GIVEN TEXT =>
----------------------------------------

Suzuki K T, Yamamoto K, Ogra Y, Kanno S, Aoki Y
Faculty of Pharmaceutical Sciences, Chiba University, Japan.
J Inorg Biochem. 1994 May 15;54(3):157-65. doi: 10.1016/0162-0134(94)80010-3.
Mechanisms for removal of copper (Cu) from metallothionein (MT) by tetrathiomolybdate (TTM) were examined in vivo and in vitro using the LEC rat, which accumulates Cu as MT owing to the hereditary disorder of this strain. In our previous experiment, repeated intraperitoneal injections of TTM were shown to remove approximately two-thirds of the Cu from the liver, and the Cu remaining in the liver changed from soluble MT-bound forms to nonsoluble unidentified forms. The present single intravenous injection of TTM changed only part of the distribution in the soluble fraction, and dimeric MT was assumed to be formed. The liver supernatant was treated in vitro with high and low doses of TTM. The former treatment removed all Cu bound to MT and the Cu distributed to high molecular weight proteins, while the latter treatment produced dimeric MT. The results indicate that Cu accumulated as MT can be removed differently by TTM according to its relative dose both in vivo and in vitro. Excess TTM removes Cu completely from MT, leaving apothionein, while lesser TTM than Cu removes Cu incompletely, leaving MT with unoccupied sulfhydryl groups which coordinate with Cu intermolecularly to form dimeric and polymeric MT through the -S-Cu-S- bridge.

----------------------------------------

[Object grounding data in natural language]
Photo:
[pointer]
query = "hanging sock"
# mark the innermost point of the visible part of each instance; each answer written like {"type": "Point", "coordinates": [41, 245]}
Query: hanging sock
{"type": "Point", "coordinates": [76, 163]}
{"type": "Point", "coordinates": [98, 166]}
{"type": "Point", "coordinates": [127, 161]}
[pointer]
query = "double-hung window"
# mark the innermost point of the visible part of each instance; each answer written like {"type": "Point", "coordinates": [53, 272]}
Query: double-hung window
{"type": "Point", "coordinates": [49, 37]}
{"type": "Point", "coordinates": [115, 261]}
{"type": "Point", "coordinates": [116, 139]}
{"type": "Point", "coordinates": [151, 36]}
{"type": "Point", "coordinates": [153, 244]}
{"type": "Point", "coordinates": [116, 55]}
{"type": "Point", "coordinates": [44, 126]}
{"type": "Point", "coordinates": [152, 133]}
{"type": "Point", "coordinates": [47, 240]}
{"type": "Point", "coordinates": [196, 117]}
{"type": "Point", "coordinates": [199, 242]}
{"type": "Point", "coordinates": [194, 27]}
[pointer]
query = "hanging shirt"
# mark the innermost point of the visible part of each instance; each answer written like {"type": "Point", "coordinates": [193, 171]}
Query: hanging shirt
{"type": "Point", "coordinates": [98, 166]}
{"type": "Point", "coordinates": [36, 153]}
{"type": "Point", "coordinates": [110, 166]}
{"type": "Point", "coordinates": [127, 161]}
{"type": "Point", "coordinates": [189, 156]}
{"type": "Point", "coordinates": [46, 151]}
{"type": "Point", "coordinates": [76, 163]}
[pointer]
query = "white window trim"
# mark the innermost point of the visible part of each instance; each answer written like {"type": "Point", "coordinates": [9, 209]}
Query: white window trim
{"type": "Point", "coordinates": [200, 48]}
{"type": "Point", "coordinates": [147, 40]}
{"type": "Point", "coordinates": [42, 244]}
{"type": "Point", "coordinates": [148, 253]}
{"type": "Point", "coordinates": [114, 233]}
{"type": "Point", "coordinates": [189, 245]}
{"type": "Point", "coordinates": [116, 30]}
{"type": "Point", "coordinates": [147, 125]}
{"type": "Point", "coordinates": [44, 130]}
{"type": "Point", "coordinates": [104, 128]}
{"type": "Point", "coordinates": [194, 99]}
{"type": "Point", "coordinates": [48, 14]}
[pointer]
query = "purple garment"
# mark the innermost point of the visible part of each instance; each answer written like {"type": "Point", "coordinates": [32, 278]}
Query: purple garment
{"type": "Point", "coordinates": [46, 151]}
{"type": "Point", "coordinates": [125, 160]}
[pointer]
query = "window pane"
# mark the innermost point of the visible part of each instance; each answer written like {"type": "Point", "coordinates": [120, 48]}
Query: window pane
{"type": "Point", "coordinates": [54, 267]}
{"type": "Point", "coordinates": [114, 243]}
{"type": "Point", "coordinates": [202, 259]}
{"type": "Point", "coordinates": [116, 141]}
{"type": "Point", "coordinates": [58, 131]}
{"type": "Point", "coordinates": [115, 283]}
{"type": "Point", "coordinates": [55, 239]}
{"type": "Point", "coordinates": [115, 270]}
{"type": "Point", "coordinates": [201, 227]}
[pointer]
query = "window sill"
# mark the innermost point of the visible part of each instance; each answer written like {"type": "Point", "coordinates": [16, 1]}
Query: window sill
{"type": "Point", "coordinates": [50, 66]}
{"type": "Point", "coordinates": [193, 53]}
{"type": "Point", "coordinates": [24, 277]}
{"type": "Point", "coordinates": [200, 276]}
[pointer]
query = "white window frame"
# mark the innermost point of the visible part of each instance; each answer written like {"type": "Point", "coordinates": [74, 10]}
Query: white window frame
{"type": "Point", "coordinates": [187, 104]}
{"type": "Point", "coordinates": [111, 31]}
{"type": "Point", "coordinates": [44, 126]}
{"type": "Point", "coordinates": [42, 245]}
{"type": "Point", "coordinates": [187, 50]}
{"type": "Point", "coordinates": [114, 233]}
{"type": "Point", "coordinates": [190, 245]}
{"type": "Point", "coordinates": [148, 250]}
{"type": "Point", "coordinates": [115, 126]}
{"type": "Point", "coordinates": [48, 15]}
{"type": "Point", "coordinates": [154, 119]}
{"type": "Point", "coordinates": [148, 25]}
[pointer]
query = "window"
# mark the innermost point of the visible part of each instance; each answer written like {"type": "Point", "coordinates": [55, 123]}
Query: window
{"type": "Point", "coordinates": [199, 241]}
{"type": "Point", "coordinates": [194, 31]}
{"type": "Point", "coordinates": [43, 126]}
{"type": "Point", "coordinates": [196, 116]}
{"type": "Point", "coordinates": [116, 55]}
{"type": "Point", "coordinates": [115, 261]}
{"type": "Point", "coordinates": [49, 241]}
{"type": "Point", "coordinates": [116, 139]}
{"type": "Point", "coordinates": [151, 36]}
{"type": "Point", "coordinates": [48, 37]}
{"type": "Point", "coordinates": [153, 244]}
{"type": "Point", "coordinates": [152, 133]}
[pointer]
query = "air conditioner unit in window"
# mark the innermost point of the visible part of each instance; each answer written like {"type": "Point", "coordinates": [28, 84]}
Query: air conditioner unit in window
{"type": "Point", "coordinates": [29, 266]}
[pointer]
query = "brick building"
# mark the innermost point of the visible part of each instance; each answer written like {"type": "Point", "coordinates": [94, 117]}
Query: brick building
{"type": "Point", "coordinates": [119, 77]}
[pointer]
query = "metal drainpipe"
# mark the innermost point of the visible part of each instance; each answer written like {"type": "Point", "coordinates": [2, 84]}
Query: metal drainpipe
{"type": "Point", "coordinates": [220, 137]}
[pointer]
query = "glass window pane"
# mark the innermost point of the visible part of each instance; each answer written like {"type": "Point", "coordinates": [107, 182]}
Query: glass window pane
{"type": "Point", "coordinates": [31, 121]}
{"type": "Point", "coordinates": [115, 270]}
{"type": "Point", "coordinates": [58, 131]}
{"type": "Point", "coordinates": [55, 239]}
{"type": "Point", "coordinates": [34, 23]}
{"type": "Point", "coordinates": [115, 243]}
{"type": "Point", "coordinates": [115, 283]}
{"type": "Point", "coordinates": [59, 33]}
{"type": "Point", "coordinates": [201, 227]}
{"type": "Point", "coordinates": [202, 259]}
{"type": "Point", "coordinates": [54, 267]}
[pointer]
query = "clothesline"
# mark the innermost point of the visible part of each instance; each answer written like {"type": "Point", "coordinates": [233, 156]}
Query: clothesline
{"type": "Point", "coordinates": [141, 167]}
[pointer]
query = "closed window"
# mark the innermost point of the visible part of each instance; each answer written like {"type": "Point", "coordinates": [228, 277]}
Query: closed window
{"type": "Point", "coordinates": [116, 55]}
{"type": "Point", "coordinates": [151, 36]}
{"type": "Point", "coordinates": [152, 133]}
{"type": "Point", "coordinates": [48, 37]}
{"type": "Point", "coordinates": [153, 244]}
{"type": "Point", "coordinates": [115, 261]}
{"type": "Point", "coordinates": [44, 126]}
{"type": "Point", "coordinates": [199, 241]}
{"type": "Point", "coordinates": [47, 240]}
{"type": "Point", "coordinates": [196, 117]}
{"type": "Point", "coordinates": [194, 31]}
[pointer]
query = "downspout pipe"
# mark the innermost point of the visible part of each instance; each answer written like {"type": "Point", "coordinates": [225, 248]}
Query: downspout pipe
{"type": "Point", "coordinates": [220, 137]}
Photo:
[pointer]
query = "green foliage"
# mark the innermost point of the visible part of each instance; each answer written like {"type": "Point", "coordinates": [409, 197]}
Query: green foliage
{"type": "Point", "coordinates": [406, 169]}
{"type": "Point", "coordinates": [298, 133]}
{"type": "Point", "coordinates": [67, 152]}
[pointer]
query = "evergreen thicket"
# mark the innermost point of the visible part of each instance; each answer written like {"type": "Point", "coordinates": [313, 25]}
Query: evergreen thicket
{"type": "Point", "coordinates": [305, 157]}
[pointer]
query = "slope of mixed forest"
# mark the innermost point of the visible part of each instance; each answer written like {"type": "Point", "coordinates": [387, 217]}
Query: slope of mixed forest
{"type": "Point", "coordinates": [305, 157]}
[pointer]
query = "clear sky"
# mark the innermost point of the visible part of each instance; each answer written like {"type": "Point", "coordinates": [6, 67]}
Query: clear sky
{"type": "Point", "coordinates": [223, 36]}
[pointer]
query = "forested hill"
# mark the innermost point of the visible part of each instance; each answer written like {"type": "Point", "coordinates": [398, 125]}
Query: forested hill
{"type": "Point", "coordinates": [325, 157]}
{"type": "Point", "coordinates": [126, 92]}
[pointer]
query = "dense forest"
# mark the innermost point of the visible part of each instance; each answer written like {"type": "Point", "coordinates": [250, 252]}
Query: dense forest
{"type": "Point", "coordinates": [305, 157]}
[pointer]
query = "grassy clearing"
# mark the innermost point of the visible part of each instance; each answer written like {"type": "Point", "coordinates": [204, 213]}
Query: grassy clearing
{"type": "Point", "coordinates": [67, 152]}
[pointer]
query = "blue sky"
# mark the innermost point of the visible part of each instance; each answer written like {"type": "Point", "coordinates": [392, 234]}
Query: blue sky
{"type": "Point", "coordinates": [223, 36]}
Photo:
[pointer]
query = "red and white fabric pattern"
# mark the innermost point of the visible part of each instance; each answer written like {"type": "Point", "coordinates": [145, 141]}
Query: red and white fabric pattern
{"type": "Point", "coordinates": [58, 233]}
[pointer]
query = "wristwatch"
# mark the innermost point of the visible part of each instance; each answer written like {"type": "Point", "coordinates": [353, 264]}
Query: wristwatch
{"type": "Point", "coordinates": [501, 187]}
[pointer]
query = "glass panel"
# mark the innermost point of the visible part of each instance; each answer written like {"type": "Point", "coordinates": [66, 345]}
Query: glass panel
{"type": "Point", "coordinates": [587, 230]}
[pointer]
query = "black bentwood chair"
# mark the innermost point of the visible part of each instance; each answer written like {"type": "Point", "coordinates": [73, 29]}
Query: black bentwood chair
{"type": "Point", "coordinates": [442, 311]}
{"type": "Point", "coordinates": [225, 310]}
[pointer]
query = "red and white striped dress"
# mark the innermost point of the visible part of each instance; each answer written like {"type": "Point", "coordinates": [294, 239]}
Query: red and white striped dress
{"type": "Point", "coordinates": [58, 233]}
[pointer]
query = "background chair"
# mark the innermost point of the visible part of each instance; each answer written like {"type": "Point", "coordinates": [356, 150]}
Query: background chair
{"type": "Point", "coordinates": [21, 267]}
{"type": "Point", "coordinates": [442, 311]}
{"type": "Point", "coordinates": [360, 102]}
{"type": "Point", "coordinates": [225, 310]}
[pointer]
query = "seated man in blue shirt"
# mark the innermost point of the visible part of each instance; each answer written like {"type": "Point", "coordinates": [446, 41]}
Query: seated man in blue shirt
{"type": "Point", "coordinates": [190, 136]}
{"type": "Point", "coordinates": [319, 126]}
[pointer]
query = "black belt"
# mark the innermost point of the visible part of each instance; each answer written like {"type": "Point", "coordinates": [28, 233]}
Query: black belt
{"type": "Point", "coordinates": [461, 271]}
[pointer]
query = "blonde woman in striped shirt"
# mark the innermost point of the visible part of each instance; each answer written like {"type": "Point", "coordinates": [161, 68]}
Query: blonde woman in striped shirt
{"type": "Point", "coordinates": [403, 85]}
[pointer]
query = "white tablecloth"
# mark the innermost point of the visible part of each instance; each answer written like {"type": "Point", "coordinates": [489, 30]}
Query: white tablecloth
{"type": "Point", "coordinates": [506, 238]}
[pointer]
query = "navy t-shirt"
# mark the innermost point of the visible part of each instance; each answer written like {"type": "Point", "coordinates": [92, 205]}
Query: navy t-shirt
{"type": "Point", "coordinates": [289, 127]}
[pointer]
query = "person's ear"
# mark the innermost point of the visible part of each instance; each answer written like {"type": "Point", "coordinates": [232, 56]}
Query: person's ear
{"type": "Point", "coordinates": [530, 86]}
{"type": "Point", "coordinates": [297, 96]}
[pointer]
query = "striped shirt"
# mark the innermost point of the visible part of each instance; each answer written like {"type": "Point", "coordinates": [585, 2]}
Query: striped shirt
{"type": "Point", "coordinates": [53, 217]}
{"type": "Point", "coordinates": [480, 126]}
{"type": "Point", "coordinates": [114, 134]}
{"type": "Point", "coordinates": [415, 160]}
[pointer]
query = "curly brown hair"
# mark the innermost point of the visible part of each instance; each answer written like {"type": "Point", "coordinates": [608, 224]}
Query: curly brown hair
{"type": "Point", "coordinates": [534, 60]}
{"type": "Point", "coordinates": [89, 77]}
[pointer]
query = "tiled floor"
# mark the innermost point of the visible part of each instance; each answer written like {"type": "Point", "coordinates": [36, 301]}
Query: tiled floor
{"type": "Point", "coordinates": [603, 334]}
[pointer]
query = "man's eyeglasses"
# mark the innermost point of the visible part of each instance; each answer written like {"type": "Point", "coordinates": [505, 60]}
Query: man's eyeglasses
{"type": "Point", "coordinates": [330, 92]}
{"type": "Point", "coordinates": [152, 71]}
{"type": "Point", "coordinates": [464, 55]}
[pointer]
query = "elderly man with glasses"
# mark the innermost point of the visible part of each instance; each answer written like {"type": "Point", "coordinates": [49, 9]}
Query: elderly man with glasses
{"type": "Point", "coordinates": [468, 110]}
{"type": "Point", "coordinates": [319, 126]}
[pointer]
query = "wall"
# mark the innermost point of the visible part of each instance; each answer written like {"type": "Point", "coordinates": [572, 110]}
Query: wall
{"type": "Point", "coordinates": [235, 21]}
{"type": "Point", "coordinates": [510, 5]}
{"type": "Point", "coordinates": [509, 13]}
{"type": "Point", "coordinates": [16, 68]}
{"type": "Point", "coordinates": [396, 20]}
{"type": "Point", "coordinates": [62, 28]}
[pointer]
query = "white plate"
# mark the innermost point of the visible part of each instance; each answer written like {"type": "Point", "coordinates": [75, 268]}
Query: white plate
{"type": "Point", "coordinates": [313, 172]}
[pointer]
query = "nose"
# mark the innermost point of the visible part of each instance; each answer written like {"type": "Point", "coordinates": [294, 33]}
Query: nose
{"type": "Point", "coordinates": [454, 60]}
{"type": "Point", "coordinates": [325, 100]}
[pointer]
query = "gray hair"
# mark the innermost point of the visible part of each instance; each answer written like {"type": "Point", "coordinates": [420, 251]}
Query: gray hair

----------------------------------------

BRIEF 1 =>
According to the abstract on copper removal from metallothionein, approximately how much of the liver copper did repeated intraperitoneal injections of TTM remove in the earlier experiment?
BRIEF 2 =>
Repeat the passage of the abstract from "Suzuki K T, Yamamoto" to "15;54(3):157-65. doi: 10.1016/0162-0134(94)80010-3.", without any change.

WRITTEN REPLY 1 =>
Approximately two-thirds of the copper in the liver.

WRITTEN REPLY 2 =>
Suzuki K T, Yamamoto K, Ogra Y, Kanno S, Aoki Y
Faculty of Pharmaceutical Sciences, Chiba University, Japan.
J Inorg Biochem. 1994 May 15;54(3):157-65. doi: 10.1016/0162-0134(94)80010-3.